With white, purple, pink, or yellow flowers resembling daisies, fleabane is a favorite among some gardeners seeking to incorporate more native plants. Fleabane, many of which are perennials, can be easily grown in USDA hardiness zones 2 – 8, preferring full sun and moist but well-drained soil.
5) Moonflower (Ipomoea alba)
Native to the tropical Americas, moonflowers can be grown in warmer areas of the US such as hardiness zones 10 – 11. These perennial twirling vines are named for their evening blooming habits as well as their striking, round white or light pink flowers. Their flowers are fragrant, attracting large nocturnal pollinators like hummingbird moths.
Coupling moonflowers with closely-related purple and pink common morning glories can provide a beautiful display of round-the-clock flowers. Other plants with white night-blooming flowers, such as Datura innoxia, are also sometimes referred to as moonflowers.
6) Wild hydrangea (Hydrangea arborescens)

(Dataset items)
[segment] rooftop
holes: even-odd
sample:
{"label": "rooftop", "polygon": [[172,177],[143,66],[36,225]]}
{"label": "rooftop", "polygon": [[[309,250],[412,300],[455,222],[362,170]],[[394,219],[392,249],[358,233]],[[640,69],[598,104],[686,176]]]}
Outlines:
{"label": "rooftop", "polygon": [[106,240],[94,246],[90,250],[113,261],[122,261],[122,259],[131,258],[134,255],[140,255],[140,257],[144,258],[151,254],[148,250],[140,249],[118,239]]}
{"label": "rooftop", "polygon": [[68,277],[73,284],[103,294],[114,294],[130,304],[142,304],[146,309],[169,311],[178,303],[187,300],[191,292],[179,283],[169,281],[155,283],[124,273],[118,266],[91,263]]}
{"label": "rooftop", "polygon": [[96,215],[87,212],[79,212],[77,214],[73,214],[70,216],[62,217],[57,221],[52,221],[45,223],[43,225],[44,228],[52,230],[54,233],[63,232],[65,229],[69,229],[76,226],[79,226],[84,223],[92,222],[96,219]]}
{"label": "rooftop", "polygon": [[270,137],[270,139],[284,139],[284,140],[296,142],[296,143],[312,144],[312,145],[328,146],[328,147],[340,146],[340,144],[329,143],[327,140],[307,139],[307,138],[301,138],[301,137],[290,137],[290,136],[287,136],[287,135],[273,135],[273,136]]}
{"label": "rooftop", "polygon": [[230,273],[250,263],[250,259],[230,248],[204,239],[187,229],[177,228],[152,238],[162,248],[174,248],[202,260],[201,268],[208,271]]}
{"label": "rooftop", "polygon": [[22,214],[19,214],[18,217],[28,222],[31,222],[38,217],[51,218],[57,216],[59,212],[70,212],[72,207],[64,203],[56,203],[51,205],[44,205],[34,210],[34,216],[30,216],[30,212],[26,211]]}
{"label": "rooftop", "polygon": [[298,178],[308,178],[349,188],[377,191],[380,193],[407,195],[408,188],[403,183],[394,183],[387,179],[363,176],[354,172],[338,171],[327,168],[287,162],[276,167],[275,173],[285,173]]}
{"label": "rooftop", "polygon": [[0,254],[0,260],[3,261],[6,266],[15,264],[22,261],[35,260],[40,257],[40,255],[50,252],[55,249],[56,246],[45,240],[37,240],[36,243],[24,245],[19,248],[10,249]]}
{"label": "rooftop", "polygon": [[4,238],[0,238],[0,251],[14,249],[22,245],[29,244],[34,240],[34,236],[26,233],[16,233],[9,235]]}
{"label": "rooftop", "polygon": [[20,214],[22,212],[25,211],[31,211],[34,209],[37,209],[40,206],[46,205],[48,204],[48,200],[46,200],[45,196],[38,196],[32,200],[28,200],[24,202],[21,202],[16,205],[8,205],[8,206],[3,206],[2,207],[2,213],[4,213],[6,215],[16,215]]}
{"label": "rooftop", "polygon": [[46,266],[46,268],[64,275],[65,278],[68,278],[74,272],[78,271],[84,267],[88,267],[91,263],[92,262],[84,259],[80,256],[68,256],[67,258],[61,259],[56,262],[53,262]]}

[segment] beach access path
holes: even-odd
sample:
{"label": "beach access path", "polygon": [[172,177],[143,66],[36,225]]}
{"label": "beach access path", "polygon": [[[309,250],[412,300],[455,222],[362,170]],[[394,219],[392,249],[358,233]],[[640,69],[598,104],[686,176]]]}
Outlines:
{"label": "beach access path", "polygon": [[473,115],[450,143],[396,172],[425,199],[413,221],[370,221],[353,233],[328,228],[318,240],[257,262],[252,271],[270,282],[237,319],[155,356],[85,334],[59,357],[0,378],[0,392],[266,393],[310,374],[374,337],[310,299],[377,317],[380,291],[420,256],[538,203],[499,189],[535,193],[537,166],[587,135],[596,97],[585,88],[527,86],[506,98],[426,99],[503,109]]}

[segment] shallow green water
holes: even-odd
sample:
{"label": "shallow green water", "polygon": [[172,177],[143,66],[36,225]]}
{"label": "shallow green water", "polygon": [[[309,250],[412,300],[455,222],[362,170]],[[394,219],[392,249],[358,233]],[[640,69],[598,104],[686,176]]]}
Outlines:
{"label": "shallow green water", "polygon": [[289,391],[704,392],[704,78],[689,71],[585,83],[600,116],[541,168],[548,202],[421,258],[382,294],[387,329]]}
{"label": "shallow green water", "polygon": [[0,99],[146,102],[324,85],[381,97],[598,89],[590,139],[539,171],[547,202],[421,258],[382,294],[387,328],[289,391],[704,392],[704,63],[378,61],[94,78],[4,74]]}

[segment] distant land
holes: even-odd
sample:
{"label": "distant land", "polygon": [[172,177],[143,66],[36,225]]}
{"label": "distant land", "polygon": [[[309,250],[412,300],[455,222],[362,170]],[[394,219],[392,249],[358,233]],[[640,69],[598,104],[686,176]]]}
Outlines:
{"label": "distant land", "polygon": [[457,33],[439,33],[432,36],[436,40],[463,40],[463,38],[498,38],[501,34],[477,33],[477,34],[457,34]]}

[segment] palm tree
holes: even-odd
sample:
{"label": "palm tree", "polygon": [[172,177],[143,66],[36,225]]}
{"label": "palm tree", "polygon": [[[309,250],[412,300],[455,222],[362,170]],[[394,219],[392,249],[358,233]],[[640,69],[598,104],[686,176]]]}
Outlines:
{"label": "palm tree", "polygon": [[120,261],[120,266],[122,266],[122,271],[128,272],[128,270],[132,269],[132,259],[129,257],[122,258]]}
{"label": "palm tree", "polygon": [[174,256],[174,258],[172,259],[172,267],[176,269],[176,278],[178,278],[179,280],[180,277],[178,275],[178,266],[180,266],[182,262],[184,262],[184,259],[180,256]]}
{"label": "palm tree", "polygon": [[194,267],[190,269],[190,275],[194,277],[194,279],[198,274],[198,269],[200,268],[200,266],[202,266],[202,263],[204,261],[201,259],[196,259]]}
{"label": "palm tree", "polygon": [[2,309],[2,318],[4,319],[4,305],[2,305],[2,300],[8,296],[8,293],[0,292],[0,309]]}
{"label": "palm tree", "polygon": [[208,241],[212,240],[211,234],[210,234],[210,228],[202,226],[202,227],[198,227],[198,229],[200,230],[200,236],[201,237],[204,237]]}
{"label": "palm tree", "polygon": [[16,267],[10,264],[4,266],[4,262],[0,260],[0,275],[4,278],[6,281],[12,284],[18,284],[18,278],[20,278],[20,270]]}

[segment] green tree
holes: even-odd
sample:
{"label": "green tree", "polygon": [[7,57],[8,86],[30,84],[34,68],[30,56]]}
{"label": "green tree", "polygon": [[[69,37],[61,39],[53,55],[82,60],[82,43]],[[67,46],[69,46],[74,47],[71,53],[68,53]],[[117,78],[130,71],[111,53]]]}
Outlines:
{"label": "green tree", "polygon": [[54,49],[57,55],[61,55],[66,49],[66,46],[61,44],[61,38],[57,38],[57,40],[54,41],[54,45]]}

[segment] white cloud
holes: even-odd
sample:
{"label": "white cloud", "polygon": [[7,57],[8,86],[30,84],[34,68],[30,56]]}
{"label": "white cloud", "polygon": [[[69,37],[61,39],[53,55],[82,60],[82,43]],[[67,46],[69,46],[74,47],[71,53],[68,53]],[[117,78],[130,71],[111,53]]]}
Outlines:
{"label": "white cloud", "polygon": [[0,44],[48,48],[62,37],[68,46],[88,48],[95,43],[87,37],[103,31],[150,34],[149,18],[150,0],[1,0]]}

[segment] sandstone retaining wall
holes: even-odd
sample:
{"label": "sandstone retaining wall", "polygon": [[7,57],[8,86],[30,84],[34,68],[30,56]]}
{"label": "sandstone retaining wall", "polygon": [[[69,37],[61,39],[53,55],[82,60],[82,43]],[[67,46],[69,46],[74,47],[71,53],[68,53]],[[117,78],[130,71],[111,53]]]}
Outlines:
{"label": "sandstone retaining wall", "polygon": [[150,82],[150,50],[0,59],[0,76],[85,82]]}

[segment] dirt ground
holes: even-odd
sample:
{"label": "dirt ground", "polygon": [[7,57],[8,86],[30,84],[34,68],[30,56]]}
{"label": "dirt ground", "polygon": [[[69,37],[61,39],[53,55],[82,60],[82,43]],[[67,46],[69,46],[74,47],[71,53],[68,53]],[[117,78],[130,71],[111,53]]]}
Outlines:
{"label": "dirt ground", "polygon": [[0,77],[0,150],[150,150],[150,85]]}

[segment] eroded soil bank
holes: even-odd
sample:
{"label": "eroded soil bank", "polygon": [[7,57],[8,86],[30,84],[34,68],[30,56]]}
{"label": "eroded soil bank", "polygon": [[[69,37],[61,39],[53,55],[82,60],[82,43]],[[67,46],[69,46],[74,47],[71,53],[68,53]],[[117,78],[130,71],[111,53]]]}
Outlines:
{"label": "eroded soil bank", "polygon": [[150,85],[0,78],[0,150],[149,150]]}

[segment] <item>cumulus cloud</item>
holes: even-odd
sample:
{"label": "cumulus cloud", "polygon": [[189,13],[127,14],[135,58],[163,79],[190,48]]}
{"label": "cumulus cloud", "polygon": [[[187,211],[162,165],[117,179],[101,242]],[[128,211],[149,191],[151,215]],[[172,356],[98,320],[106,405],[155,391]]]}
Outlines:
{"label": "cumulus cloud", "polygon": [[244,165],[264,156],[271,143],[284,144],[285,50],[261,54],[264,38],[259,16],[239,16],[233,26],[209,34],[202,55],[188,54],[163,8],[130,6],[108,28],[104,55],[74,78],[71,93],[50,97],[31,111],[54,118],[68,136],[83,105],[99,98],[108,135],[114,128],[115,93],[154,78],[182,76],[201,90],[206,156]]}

■ Exercise: Please copy the whole text on flowering plants above, word for word.

■ Output for this task:
With white, purple, pink, or yellow flowers resembling daisies, fleabane is a favorite among some gardeners seeking to incorporate more native plants. Fleabane, many of which are perennials, can be easily grown in USDA hardiness zones 2 – 8, preferring full sun and moist but well-drained soil.
5) Moonflower (Ipomoea alba)
Native to the tropical Americas, moonflowers can be grown in warmer areas of the US such as hardiness zones 10 – 11. These perennial twirling vines are named for their evening blooming habits as well as their striking, round white or light pink flowers. Their flowers are fragrant, attracting large nocturnal pollinators like hummingbird moths.
Coupling moonflowers with closely-related purple and pink common morning glories can provide a beautiful display of round-the-clock flowers. Other plants with white night-blooming flowers, such as Datura innoxia, are also sometimes referred to as moonflowers.
6) Wild hydrangea (Hydrangea arborescens)